◆ **EXERCISE TASKS**
1 > Reproduce the stretch of the passage about Bok and Jules Verne from "Bok found two" through "should also be.".
2 > In the passage about Bok and Jules Verne, what grievance did the author raise after he changed the conversation?
3 > Resume the passage about Bok's visit with Jules Verne, writing on from its last sentence.

◆ **PAGE**
-------------------------

Bok found two grievances here: the author was incensed at the American public because it had insisted on classing his books as juveniles, and accepting them as stories of adventure, whereas he desired them to be recognized as prophetic stories based on scientific facts–an insistence which, as all the world knows, has since been justified. Bok explained, however, that the popular acceptance of the author’s books as stories of adventure was by no means confined to America; that even in his own country the same was true. But Jules Verne came back with the rejoinder that if the French were a pack of fools, that was no reason why the Americans should also be.
The argument weighed somewhat with the author, however, for he then changed the conversation, and pointed out how he had been robbed by American publishers who had stolen his books. So Bok was once more face to face with the old non-copyright conditions; and although he explained the existence then of a new protective law, the old man was not mollified. He did not take kindly to Bok’s suggestion for new work, and closed the talk, extremely difficult to all three, by declaring that his writing days were over.

-------------------------

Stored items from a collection
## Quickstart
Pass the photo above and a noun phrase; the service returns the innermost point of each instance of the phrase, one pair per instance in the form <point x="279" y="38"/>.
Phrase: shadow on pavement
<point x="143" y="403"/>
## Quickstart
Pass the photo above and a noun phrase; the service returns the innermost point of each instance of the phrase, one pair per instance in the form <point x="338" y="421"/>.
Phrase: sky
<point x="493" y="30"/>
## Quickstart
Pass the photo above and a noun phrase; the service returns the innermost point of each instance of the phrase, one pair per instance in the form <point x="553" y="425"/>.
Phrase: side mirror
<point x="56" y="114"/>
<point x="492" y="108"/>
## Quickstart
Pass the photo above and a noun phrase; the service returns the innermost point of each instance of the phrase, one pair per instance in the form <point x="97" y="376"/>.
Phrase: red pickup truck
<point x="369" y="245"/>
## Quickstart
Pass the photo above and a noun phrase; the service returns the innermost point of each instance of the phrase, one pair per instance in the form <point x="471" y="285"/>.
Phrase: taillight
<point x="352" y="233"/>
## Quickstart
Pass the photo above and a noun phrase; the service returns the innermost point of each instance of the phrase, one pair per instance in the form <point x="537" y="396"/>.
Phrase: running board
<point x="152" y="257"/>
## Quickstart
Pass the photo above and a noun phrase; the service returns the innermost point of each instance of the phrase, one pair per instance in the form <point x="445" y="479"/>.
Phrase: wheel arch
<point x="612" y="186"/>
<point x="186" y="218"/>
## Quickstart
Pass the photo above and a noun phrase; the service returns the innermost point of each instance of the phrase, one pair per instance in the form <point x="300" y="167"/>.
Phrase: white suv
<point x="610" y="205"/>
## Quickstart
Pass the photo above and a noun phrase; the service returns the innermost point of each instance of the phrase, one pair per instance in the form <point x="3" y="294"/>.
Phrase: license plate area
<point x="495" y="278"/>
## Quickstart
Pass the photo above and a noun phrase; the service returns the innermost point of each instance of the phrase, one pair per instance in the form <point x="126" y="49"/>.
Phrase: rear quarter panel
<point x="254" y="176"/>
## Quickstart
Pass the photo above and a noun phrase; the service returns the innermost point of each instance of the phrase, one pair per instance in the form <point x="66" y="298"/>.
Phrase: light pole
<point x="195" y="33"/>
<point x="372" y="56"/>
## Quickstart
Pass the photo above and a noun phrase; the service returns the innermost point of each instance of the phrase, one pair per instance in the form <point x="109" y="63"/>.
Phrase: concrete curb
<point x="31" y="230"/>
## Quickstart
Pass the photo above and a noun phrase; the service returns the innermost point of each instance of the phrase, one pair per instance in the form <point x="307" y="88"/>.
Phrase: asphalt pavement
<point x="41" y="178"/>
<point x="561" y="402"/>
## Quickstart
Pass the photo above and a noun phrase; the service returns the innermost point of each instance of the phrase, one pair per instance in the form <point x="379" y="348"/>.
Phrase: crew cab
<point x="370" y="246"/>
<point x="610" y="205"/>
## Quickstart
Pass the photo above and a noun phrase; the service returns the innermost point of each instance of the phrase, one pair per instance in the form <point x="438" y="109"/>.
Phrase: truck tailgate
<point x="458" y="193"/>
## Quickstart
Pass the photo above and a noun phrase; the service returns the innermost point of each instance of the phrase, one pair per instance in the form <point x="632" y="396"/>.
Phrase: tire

-------------------------

◆ **RESPONSES TO THE EXERCISE**
1 >
Bok found two grievances here: the author was incensed at the American public because it had insisted on classing his books as juveniles, and accepting them as stories of adventure, whereas he desired them to be recognized as prophetic stories based on scientific facts–an insistence which, as all the world knows, has since been justified. Bok explained, however, that the popular acceptance of the author’s books as stories of adventure was by no means confined to America; that even in his own country the same was true. But Jules Verne came back with the rejoinder that if the French were a pack of fools, that was no reason why the Americans should also be.

2 > He had been robbed by American publishers who had stolen his books.

3 >
But Bok was by no means through with non-copyright echoes, for he was destined next day to take part in an even stormier interview on the same subject with Alexander Dumas fils. Bok had been publishing a series of articles in which authors had told how they had been led to write their most famous books, and he wanted Dumas to tell “How I Came to Write ‘Camille.'”
To act as translator this time, Bok took a trusted friend with him, whose services he found were needed, as Dumas was absolutely without knowledge of English. No sooner was the editor’s request made known to him than the storm broke. Dumas, hotly excited, denounced the Americans as robbers who had deprived him of his rightful returns on his book and play, and ended by declaring that he would trust no American editor or publisher.
The mutual friend explained the new copyright conditions and declared that Bok intended to treat the author honorably. But Dumas was not to be mollified. He launched forth upon a new arraignment of the Americans; dishonesty was bred in their bones! and they were robbers by instinct. All of this distinctly nettled Bok’s Americanism. The interpreting friend finally suggested that the article should be written while Bok was in Paris; that he should be notified when the manuscript was ready, that he should then appear with the actual money in hand in French notes; and that Dumas should give Bok the manuscript when Bok handed Dumas the money.
“After I count it,” said Dumas.
This was the last straw!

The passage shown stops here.